-------- EXCERPTED DATA --------

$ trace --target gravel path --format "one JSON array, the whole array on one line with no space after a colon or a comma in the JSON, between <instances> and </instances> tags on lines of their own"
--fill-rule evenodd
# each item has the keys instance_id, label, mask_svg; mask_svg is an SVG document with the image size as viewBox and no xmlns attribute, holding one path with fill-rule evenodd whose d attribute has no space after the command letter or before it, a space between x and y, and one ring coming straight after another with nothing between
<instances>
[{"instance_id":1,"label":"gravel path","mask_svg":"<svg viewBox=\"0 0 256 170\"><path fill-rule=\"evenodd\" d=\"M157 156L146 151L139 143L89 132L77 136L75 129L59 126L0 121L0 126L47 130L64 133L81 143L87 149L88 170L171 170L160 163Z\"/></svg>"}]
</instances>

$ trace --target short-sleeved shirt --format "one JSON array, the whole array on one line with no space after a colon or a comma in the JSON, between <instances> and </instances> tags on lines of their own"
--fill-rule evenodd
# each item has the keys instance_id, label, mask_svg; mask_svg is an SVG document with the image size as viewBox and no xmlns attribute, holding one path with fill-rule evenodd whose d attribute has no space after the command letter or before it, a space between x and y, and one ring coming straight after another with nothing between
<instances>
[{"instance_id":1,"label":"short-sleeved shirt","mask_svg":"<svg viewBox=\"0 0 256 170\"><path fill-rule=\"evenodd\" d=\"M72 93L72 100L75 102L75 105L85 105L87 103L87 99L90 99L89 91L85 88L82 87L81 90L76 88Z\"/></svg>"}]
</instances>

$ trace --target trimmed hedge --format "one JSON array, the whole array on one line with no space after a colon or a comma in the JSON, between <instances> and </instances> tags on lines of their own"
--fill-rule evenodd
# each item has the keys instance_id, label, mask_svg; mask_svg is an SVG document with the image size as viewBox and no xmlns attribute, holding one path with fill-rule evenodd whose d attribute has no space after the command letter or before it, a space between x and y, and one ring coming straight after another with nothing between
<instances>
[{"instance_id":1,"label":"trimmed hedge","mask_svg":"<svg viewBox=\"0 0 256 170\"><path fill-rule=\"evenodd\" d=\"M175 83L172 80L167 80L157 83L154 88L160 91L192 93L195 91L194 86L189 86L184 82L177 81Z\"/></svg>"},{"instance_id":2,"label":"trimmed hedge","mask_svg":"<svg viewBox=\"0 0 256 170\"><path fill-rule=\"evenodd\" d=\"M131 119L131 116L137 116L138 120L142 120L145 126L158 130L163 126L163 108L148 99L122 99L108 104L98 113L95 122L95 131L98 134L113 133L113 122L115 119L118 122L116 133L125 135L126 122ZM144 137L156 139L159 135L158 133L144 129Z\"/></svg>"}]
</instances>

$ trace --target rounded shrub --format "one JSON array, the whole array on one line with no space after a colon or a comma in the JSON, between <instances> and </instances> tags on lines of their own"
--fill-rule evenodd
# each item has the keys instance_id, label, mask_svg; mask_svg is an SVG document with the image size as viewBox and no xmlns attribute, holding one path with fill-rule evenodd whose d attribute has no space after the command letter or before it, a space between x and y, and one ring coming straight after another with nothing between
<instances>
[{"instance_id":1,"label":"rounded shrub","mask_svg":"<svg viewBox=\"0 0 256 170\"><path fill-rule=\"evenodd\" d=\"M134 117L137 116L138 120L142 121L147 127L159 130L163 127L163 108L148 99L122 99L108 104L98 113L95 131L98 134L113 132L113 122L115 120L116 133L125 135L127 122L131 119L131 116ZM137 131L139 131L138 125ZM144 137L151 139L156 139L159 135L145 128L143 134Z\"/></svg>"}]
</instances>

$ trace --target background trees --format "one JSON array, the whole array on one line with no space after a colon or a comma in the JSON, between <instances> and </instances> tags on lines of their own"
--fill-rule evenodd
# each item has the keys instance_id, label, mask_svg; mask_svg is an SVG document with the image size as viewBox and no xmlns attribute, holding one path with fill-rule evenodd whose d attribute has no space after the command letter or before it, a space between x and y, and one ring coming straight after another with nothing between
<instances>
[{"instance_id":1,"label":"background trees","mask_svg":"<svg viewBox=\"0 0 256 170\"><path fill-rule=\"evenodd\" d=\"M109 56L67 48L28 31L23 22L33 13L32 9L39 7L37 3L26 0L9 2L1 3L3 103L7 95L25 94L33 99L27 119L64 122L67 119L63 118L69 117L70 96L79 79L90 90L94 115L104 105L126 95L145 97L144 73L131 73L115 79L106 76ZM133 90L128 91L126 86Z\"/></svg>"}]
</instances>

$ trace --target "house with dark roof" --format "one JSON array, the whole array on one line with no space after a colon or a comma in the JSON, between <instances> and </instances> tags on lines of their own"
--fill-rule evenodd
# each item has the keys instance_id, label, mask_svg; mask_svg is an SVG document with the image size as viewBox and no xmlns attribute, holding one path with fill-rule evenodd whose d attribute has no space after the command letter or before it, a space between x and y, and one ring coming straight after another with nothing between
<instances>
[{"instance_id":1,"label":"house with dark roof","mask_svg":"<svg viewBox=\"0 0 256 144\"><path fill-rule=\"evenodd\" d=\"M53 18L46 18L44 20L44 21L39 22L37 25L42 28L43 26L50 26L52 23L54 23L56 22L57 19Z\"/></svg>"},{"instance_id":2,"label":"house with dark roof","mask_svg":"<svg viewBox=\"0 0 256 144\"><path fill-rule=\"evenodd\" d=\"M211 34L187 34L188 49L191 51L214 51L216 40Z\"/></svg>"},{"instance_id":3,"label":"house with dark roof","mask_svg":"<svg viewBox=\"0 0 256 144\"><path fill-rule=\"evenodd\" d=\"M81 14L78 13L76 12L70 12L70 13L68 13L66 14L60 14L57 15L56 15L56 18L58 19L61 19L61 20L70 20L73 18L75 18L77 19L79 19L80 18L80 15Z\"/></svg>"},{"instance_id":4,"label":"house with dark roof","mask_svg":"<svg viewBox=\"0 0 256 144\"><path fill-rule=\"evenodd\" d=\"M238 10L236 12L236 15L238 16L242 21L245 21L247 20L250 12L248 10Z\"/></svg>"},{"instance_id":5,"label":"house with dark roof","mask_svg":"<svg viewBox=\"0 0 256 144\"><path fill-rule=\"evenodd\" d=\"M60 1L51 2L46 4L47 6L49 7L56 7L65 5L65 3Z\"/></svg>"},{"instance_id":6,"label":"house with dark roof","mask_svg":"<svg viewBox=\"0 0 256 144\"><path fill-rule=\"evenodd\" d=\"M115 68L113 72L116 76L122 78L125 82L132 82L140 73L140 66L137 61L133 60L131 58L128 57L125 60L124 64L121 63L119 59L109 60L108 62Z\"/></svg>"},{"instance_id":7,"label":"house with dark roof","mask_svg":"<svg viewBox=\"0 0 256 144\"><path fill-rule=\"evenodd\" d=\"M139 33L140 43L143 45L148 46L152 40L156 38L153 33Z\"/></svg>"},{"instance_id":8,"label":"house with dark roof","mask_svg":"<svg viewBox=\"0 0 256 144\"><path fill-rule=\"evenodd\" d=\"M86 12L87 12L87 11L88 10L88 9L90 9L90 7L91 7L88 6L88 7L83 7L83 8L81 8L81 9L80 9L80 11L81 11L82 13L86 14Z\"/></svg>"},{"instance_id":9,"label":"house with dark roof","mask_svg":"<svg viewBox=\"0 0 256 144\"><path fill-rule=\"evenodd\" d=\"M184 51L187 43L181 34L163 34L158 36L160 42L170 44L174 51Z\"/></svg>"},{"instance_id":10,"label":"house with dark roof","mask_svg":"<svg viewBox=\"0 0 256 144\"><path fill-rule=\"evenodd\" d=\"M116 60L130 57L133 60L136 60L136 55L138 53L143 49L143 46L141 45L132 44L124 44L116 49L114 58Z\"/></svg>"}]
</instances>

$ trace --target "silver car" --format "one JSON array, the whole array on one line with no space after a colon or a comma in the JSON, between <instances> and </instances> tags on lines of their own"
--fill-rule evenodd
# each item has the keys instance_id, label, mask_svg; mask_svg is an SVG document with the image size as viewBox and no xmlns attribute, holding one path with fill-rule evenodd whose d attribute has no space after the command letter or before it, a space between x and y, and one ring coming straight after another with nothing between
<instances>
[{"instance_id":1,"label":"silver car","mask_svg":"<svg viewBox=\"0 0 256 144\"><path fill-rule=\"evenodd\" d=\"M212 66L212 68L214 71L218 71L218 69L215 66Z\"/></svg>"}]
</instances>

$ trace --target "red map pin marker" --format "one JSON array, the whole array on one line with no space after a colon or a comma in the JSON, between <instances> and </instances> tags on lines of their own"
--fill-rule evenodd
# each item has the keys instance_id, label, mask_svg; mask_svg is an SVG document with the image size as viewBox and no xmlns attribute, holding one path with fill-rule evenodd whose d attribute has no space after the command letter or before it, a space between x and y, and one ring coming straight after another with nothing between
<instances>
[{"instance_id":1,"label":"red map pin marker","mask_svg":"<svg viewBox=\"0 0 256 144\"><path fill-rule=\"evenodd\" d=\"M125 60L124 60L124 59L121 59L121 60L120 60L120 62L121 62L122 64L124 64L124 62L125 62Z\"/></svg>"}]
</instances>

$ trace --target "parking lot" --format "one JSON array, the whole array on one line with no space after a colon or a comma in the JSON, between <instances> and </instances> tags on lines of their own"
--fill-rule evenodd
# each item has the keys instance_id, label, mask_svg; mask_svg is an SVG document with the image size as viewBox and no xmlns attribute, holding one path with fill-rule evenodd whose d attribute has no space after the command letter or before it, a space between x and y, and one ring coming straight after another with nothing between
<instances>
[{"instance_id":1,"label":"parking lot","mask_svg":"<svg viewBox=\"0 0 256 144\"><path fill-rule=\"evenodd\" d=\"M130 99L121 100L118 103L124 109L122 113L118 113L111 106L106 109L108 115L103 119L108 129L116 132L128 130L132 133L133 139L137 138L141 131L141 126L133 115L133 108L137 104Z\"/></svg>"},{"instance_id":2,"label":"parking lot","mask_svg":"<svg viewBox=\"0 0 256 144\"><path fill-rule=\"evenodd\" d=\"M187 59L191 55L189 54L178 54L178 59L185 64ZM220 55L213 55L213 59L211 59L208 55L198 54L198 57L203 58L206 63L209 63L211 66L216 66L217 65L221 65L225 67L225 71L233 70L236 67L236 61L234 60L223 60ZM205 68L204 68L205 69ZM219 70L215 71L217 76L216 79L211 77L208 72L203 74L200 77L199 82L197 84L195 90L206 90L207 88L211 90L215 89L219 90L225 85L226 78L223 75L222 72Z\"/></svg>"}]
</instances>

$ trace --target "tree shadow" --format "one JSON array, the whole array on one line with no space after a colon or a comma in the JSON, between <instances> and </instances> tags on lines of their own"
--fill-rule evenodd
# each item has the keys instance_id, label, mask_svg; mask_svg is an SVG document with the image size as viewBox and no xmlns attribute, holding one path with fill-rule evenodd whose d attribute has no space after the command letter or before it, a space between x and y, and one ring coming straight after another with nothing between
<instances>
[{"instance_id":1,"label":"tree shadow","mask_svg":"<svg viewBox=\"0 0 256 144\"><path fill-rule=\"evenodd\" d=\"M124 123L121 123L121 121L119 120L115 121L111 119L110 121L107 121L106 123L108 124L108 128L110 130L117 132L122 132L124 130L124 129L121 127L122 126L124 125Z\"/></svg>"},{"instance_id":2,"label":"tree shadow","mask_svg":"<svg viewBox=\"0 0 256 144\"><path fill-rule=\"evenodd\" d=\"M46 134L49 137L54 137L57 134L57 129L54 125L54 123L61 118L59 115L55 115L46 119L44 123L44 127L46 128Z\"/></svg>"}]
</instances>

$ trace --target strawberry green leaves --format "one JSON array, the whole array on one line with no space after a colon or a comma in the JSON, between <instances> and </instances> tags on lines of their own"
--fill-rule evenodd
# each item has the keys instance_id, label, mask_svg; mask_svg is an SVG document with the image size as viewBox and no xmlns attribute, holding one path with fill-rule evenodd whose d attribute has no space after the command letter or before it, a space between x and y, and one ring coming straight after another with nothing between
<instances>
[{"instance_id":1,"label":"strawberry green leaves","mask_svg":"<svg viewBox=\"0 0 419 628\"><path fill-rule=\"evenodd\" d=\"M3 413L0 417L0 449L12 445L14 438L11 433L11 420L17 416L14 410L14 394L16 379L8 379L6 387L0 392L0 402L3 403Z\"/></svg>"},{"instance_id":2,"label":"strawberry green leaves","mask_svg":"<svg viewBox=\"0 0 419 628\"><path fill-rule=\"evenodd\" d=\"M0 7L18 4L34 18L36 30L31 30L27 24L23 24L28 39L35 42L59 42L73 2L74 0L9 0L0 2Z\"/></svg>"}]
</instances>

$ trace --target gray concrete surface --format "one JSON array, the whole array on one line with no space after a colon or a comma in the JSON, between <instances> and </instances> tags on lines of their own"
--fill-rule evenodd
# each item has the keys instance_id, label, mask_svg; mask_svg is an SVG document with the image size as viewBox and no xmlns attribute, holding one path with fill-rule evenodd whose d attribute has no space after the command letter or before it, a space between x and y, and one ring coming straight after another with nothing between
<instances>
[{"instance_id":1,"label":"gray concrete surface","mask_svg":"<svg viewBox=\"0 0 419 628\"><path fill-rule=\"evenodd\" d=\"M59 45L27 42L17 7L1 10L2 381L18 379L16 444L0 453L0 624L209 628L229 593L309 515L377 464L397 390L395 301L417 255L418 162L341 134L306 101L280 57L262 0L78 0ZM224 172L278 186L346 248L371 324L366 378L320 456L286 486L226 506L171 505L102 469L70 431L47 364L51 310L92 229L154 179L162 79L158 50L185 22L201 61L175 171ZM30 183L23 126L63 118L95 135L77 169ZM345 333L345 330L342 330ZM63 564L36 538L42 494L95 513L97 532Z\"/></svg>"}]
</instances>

--------

(SET TASK) Tally the lines in the items above that contain the string "shirt". Reply with the number alone.

(RIGHT ANSWER) 2